:: EXERCISE ::
Format the records below, from their first line through the line containing "positive clicks: (229, 672) (820, 679)" inclusive, as a Markdown table with the columns Row and Entry, where Row numbers each line and Entry holds the line itself. Leave out any blank lines.
::::::::::
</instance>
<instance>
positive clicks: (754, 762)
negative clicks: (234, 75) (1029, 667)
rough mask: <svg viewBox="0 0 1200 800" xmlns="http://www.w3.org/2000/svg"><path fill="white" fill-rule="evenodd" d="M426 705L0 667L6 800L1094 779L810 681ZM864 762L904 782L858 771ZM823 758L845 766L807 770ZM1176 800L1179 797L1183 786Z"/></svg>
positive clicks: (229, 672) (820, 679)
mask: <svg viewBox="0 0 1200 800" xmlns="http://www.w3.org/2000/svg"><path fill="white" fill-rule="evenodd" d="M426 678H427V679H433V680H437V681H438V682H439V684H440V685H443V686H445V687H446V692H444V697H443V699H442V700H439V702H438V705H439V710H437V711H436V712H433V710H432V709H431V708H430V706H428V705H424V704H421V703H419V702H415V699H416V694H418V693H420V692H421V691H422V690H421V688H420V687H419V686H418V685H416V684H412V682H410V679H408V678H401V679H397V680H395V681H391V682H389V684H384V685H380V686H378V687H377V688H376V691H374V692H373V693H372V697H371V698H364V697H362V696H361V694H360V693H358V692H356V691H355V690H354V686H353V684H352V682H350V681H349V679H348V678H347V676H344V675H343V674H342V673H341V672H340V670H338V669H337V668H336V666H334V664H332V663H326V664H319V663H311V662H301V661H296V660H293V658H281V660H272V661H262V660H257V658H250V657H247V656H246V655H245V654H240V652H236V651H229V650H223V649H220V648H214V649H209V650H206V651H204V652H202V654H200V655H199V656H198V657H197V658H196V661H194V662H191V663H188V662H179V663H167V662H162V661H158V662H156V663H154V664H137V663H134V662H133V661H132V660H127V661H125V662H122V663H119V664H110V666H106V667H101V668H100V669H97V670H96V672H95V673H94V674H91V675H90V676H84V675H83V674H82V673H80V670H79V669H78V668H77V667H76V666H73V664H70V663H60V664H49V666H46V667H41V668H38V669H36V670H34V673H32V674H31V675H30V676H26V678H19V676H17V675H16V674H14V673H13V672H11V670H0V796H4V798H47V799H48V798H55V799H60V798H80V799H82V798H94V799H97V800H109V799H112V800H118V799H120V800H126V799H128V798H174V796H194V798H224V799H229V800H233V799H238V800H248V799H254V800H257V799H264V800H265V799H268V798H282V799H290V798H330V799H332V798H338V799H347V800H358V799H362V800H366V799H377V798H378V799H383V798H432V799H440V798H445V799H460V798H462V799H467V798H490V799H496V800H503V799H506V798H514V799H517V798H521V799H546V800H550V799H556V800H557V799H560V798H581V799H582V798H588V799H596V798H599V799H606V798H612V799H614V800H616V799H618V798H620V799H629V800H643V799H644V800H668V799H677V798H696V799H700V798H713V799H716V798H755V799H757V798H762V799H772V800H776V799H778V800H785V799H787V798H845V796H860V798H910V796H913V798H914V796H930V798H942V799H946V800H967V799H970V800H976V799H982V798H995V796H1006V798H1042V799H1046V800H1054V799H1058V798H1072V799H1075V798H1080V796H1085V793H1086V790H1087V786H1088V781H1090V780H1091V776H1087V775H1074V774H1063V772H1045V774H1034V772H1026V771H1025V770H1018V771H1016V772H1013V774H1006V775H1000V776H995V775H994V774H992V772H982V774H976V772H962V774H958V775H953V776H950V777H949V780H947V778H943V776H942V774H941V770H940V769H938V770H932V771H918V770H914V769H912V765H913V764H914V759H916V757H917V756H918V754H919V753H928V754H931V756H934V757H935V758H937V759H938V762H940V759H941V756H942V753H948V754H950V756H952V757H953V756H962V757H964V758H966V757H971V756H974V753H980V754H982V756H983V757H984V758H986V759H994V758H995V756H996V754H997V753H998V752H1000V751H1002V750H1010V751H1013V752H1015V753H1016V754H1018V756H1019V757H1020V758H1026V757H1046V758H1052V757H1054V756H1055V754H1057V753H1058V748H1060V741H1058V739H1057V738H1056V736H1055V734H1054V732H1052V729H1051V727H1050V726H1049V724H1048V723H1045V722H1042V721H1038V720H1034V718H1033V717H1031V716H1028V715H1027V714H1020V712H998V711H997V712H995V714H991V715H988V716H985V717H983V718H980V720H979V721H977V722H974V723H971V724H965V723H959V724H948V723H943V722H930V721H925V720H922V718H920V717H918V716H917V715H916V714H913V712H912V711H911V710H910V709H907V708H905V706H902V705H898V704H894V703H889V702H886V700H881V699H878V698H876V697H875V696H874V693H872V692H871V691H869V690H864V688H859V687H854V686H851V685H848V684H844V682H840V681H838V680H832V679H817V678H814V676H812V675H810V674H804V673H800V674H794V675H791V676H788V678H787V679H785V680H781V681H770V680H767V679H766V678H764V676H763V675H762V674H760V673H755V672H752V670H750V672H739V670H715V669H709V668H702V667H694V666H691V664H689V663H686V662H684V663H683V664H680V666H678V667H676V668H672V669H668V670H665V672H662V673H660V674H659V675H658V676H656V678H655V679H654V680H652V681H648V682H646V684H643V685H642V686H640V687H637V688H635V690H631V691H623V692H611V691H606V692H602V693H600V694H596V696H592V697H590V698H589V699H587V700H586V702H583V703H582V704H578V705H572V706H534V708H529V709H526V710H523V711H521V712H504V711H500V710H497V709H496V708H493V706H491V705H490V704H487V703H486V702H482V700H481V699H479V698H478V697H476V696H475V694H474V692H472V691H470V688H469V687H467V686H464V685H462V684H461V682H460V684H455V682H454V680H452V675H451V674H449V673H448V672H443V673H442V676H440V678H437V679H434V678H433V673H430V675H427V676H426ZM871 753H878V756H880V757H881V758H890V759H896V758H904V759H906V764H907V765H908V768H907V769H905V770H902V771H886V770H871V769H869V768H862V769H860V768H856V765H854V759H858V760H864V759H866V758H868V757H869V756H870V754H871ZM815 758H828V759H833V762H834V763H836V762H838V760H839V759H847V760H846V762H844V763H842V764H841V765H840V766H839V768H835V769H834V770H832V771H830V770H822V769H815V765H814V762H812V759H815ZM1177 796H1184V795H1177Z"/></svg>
::::::::::
:: SOLUTION FOR THIS TASK ::
| Row | Entry |
|---|---|
| 1 | </instance> |
| 2 | <instance> |
| 3 | positive clicks: (754, 762) |
| 4 | negative clicks: (234, 75) (1029, 667) |
| 5 | rough mask: <svg viewBox="0 0 1200 800" xmlns="http://www.w3.org/2000/svg"><path fill="white" fill-rule="evenodd" d="M426 705L0 667L6 800L1094 779L810 681ZM864 762L904 782L858 771ZM823 758L845 766L807 770ZM1176 800L1179 797L1183 786Z"/></svg> |
| 6 | positive clicks: (229, 672) (820, 679) |